Despite the deference, the court need not accept "legal conclusions" as true. Ashcroft v. Iqbal, ___ U.S. ___, 129 S.Ct. 1937, 1949-50 (2009). It is also improper for the court to assume "the [plaintiff] can prove facts that [he or she] has not alleged." Assoc. Gen. Contractors of Cal., Inc. v. Cal. State Council of Carpenters, 459 U.S. 519, 526 (1983). On the other hand, "[w]hen there are well-pleaded factual allegations, a court should assume their veracity and then determine whether they plausibly give rise to an entitlement to relief." Iqbal, 129 S.Ct. at 1950.

Thus, in the present case, the Court must determine "whether 'the running of the statute [of limitations] is apparent on the face of the complaint.'" Huynh v. Chase Manhattan Bank, 465 F.3d 992, 997 (9th Cir. 2006) (citations omitted). "[A] complaint cannot be dismissed unless it appears beyond doubt that the plaintiff can prove no set of facts that would establish the timeliness of the claim." Supermail Cargo, Inc. v. United States, 68 F.3d 1204, 1206 (9th Cir. 1995). In analyzing whether plaintiff's claims are time-barred, the court follows the following analytical framework:

"First, the Court must decide what choice-of-law rule governs the selection of the statute of limitations. Second, the Court must apply that rule to determine which jurisdiction's limitations law applies. Third, and finally, the Court [must] determine whether plaintiffs' claims fall within the relevant limitations period."

### Tasks to complete
1 > Retype the part of the court's discussion of pleading standards that opens with the words containing "Despite the deference, the" and closes with "S.Ct. at 1950.".
2 > Write what comes next in the court's discussion of pleading standards and the statute of limitations, picking up after its final sentence.

### Data shown
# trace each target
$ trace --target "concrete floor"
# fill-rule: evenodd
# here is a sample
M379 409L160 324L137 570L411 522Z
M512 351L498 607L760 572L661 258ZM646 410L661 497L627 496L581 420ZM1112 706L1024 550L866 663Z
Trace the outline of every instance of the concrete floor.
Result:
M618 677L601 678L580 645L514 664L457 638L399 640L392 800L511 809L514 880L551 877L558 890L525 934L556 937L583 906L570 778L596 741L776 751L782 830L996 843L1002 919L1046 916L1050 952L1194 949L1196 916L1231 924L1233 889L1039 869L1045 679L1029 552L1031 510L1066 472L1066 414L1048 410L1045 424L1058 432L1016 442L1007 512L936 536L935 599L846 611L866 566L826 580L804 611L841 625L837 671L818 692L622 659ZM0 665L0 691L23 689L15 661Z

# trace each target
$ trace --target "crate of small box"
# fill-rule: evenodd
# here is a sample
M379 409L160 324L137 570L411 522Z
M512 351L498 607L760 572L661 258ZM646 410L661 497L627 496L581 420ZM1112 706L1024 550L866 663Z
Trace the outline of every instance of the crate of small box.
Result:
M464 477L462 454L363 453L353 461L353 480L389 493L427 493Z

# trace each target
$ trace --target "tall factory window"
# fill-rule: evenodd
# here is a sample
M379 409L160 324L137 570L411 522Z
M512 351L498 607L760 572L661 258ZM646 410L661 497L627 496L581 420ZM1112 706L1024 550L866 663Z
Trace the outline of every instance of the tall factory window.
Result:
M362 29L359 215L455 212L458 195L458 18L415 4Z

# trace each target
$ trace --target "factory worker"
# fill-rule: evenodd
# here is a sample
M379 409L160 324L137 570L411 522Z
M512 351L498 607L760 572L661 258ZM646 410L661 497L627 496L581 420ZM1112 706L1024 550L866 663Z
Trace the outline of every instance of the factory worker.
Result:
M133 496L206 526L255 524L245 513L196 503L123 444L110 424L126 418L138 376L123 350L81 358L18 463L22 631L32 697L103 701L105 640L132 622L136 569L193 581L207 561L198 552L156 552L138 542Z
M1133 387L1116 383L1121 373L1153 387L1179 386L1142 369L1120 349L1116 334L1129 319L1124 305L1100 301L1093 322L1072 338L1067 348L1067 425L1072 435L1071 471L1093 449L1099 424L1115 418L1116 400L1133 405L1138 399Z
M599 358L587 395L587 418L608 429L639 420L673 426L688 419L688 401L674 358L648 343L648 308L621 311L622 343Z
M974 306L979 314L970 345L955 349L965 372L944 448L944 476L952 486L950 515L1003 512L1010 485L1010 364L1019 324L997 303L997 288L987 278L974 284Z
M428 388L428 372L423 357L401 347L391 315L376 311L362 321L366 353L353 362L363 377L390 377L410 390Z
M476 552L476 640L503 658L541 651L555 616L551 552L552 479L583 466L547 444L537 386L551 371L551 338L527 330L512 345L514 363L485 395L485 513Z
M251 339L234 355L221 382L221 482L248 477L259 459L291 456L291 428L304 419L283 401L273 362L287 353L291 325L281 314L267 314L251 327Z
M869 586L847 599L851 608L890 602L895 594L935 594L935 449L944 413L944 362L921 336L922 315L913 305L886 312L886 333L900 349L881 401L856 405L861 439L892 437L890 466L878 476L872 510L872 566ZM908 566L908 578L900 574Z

### Written answers
1 >
Despite the deference, the court need not accept "legal conclusions" as true. Ashcroft v. Iqbal, ___ U.S. ___, 129 S.Ct. 1937, 1949-50 (2009). It is also improper for the court to assume "the [plaintiff] can prove facts that [he or she] has not alleged." Assoc. Gen. Contractors of Cal., Inc. v. Cal. State Council of Carpenters, 459 U.S. 519, 526 (1983). On the other hand, "[w]hen there are well-pleaded factual allegations, a court should assume their veracity and then determine whether they plausibly give rise to an entitlement to relief." Iqbal, 129 S.Ct. at 1950.

2 >
Huynh, 465 F.3d at 997 (citation omitted).

II. Choice-of-law

A. Legal standard

A federal court sitting in diversity jurisdiction typically applies the substantive law of the forum state, including its choice-of-law rules. Ferens v. John Deere Co., 494 U.S. 516, 524-25 (1990); Erie R.R. Co. v. Tompkins, 304 U.S. 64 (1938);Muldoon v. Tropitone Furniture Co., 1 F.3d 964 (9th Cir. 1993). However, when an action is transferred from one district to another under 28 U.S.C. § 1404(a), the transferee court applies the law of the forum (the "transferor court") in which the action was originally filed. Ferens, 494 U.S. at 524-26; Van Dusen v. Barrack, 376 U.S. 612, 637-39 (1964); Muldoon, 1 F.3d at 965-66. Thus, "[a] change of venue under § 1404(a) generally should be, with respect to state law, but a change of courtrooms." Van Dusen, 376 U.S. at 639.

28 U.S.C. § 1404(a) is titled "change of venue" and provides:

For the convenience of parties and witnesses, in the interest of justice, a district court may transfer any civil action to any other district or division where it might have been brought.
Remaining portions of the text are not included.